» ACTIVITY
For the records below, say how many lines contain the string "golden". Give no other text.

» EXERCISE INPUTS
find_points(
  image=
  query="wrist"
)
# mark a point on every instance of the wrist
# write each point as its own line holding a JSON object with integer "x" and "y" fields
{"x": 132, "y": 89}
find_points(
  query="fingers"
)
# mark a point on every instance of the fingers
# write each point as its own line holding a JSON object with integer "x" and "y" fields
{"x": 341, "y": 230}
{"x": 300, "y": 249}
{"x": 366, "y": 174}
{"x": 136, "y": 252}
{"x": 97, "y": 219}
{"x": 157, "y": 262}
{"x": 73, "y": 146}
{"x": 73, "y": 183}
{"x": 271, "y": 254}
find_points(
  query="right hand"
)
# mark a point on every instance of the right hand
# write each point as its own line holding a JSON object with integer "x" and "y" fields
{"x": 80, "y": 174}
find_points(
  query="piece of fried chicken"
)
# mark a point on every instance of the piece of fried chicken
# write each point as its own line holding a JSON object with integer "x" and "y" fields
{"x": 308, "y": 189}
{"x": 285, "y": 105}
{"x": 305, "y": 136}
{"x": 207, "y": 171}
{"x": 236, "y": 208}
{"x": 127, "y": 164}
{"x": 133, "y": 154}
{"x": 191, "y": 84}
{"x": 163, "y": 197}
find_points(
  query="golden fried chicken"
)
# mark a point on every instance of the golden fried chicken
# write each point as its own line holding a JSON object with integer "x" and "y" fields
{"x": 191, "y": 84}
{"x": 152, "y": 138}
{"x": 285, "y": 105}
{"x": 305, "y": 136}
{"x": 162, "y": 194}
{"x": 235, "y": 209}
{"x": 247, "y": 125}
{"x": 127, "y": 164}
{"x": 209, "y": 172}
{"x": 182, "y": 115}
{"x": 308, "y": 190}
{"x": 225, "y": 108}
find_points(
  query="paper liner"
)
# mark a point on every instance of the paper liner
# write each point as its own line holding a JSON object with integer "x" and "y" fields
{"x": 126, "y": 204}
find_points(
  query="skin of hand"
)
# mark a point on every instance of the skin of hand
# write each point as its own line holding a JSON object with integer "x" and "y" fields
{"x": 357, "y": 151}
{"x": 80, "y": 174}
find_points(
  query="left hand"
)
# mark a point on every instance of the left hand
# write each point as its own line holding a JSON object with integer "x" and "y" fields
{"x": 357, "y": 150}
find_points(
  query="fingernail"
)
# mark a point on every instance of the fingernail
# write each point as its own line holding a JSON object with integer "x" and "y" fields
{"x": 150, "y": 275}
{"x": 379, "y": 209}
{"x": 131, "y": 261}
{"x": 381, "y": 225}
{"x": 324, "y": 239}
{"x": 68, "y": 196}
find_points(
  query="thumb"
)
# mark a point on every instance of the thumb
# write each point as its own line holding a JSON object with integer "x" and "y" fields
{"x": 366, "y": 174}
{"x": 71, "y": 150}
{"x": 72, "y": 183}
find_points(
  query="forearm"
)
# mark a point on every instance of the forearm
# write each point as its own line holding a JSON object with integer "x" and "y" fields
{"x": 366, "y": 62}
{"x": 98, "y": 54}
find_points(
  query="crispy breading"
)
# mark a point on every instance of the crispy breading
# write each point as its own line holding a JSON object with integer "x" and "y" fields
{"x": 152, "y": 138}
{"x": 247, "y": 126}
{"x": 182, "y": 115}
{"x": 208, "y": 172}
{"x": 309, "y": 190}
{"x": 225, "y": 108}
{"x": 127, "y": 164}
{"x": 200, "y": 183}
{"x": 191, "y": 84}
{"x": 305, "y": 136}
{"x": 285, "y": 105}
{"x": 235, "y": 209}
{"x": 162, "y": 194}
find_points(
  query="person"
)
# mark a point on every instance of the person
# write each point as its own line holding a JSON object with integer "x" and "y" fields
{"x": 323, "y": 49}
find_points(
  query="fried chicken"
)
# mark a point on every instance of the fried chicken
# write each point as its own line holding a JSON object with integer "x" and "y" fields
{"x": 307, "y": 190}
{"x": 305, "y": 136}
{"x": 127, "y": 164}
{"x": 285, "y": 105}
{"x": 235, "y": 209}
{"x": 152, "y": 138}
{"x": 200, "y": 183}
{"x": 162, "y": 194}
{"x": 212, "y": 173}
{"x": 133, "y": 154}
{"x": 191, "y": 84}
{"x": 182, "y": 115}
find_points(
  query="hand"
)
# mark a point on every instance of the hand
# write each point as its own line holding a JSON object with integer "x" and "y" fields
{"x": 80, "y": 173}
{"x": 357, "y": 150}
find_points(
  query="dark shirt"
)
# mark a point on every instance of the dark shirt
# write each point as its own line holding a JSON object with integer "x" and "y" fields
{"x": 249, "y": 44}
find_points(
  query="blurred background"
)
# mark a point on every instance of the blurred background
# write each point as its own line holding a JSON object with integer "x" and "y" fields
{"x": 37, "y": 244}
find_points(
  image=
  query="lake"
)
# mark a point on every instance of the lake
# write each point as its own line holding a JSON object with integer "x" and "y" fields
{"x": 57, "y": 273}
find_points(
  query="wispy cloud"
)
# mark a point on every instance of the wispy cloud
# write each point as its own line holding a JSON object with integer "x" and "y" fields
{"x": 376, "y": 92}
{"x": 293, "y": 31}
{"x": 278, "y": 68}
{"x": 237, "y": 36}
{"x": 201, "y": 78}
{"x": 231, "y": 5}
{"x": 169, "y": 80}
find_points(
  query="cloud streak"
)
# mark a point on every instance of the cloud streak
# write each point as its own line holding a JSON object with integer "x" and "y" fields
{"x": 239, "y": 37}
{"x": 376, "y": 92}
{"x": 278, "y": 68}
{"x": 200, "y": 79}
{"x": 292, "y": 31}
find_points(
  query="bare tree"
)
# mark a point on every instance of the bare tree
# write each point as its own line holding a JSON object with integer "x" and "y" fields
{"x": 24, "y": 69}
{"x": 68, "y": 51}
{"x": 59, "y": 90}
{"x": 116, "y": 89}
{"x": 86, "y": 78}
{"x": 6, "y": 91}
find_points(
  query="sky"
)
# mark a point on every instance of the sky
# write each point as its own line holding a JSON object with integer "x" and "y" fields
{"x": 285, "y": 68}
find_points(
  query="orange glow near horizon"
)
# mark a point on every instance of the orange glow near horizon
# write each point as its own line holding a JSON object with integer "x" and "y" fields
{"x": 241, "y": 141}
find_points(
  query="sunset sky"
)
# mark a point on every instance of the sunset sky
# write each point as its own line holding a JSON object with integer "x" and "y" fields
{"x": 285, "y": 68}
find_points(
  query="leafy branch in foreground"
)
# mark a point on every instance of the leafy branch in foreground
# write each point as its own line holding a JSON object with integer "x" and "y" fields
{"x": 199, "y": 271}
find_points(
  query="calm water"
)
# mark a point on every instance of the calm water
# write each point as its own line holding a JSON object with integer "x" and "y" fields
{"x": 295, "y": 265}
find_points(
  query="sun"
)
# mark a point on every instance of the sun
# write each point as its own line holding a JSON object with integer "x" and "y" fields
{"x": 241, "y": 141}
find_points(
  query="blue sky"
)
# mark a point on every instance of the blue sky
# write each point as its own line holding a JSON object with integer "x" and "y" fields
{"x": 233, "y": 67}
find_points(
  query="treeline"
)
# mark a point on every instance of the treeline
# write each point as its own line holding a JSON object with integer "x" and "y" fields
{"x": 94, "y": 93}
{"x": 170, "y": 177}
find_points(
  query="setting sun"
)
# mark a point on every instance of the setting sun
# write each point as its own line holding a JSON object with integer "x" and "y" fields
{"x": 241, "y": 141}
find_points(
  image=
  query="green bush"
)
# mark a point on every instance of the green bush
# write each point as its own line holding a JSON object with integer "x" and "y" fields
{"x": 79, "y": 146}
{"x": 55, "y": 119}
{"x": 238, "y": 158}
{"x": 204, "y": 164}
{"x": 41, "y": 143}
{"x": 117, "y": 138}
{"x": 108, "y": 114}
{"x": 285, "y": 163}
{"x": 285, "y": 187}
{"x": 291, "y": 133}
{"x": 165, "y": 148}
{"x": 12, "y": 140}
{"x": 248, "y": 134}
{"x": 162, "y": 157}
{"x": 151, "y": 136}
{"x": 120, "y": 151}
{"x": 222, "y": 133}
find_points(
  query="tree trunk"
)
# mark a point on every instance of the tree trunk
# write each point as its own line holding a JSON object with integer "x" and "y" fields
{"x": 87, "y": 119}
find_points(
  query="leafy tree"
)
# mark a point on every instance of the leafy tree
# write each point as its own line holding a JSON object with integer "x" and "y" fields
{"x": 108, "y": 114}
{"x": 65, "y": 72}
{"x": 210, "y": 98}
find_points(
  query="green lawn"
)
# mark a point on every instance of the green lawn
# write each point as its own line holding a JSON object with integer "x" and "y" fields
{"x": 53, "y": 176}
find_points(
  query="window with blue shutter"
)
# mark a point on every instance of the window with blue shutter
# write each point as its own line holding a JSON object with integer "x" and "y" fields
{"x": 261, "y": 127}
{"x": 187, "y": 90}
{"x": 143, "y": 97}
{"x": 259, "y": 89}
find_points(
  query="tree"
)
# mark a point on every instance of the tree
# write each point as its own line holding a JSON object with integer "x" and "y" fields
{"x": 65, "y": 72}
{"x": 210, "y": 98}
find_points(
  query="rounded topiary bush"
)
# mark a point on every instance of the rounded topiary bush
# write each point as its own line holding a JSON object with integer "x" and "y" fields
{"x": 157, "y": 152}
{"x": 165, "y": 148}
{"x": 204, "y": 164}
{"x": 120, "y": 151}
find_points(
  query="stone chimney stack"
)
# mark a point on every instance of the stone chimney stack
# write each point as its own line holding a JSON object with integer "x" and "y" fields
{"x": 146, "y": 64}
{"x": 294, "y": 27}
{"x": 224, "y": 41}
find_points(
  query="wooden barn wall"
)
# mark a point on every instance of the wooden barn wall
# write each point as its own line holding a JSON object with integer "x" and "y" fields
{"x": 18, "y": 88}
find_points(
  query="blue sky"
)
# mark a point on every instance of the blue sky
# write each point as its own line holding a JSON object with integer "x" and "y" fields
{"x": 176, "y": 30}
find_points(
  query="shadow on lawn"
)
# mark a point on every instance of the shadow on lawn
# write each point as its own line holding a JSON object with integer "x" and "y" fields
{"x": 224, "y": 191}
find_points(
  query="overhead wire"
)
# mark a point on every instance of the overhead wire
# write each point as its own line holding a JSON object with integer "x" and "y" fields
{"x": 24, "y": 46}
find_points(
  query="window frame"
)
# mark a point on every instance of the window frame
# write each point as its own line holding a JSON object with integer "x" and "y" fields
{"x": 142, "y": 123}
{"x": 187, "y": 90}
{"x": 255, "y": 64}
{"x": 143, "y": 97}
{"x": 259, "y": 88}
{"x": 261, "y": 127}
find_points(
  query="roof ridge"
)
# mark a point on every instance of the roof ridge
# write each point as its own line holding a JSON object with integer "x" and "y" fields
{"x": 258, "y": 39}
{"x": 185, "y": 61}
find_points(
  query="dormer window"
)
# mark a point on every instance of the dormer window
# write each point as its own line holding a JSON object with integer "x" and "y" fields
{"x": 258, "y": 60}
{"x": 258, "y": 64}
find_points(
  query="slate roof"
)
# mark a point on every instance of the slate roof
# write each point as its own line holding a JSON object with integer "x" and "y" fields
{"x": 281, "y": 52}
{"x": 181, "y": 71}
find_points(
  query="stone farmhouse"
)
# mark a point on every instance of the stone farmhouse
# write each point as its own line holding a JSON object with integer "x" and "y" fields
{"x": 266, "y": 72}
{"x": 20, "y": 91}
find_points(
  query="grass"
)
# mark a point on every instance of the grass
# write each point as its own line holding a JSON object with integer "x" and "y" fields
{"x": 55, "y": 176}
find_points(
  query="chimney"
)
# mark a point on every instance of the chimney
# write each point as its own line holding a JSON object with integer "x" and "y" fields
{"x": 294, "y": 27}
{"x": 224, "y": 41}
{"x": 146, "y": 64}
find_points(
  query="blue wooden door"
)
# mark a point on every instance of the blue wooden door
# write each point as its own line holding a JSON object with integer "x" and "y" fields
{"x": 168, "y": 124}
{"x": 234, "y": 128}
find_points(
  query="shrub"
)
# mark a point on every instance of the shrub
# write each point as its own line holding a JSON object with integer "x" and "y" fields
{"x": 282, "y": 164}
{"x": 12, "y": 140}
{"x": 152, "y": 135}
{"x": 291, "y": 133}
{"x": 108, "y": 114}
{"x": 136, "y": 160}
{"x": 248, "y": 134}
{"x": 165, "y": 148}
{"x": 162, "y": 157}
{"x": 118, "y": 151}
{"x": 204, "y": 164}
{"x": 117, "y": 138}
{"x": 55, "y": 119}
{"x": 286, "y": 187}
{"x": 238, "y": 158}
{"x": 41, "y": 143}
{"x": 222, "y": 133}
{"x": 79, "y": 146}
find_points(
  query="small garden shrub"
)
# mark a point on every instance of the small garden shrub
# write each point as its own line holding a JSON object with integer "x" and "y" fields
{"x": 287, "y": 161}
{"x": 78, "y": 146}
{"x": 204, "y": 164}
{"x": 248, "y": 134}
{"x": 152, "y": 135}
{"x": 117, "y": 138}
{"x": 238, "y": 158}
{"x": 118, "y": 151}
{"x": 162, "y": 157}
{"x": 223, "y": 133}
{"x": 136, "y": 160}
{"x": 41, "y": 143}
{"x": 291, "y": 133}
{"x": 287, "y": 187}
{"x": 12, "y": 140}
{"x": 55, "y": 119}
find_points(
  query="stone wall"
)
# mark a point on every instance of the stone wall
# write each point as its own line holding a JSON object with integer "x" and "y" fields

» WRITTEN SOLUTION
2